## EXERCISE BRIEF
Reproduce the material verbatim, starting with the line that contains "Trace the outline of every instance of the dark" and going on through the line that contains "POLYGON ((112 90, 112".

## ENTRIES SUPPLIED
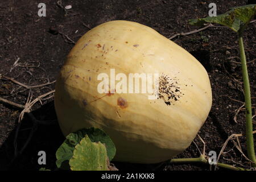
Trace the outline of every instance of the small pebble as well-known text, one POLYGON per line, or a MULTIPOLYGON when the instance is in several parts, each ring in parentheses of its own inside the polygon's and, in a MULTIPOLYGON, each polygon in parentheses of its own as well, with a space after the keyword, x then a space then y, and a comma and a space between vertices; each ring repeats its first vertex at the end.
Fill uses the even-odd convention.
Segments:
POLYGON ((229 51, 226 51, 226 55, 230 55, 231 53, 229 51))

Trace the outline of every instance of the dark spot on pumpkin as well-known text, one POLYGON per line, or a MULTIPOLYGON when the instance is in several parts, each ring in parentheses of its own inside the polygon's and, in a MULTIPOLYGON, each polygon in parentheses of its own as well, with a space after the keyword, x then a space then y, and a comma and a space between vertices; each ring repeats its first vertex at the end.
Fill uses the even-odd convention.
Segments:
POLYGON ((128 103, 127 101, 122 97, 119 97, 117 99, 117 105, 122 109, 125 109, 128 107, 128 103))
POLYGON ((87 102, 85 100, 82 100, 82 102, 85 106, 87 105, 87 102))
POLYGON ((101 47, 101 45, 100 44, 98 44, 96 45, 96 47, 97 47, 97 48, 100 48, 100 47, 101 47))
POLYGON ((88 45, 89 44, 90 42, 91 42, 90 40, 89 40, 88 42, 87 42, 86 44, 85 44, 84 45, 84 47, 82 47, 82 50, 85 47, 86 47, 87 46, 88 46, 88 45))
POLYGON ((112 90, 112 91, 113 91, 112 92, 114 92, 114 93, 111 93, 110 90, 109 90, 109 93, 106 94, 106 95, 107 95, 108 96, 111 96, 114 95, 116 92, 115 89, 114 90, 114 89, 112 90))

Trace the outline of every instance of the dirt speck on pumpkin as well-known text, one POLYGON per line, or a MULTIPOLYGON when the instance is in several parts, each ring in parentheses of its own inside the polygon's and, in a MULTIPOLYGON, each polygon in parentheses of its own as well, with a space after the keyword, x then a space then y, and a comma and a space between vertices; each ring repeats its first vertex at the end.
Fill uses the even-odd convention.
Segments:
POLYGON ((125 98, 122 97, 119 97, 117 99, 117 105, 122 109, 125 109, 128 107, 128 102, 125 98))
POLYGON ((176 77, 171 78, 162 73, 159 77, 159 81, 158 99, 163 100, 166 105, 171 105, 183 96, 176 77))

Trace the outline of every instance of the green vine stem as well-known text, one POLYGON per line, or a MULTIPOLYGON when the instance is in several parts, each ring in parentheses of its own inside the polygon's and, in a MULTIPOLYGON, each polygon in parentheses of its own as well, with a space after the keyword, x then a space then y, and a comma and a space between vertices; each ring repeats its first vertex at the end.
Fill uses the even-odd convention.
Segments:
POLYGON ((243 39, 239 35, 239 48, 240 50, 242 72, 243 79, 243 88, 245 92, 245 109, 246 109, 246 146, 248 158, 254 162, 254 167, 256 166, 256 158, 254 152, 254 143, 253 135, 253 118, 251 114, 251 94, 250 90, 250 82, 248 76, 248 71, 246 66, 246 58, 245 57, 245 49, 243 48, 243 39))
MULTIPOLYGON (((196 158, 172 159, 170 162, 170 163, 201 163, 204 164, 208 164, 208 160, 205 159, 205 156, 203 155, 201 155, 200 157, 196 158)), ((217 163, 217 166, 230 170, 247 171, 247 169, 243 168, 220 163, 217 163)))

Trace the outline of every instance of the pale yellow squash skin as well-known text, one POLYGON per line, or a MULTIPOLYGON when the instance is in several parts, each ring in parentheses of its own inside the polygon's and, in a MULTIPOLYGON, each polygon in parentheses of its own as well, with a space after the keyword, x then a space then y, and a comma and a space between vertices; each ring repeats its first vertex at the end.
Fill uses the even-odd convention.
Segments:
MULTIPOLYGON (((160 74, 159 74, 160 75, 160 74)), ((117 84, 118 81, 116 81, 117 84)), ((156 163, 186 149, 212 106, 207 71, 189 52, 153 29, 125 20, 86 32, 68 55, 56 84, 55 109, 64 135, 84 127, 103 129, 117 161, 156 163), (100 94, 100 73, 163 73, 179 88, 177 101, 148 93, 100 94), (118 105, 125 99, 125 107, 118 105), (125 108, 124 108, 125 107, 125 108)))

## CORRECT OUTPUT
Trace the outline of every instance of the dark spot on pumpkin as well-known text, one POLYGON per line, or a MULTIPOLYGON when the instance is in several parts, each ring in parentheses of its own inside the polygon's and, in a MULTIPOLYGON, each polygon in parentheses of its own as well, with a space after the keyword, x then a space then y, and a comma and a space between vertices; each ring repeats its first vertex at the end.
Fill uses the even-odd convention.
Segments:
POLYGON ((128 103, 127 101, 122 97, 119 97, 117 99, 117 105, 122 109, 125 109, 128 107, 128 103))
POLYGON ((87 102, 85 100, 82 100, 82 102, 85 106, 87 105, 87 102))
POLYGON ((101 47, 101 45, 100 44, 98 44, 96 45, 96 47, 97 47, 97 48, 100 48, 100 47, 101 47))
POLYGON ((88 45, 89 44, 90 42, 91 42, 90 40, 89 40, 88 42, 87 42, 86 44, 85 44, 84 45, 84 47, 82 47, 82 50, 85 47, 86 47, 87 46, 88 46, 88 45))
POLYGON ((112 90, 112 91, 113 91, 112 92, 114 92, 114 93, 111 93, 110 90, 109 90, 109 93, 106 94, 106 95, 107 95, 108 96, 111 96, 114 95, 116 92, 115 89, 114 90, 114 89, 112 90))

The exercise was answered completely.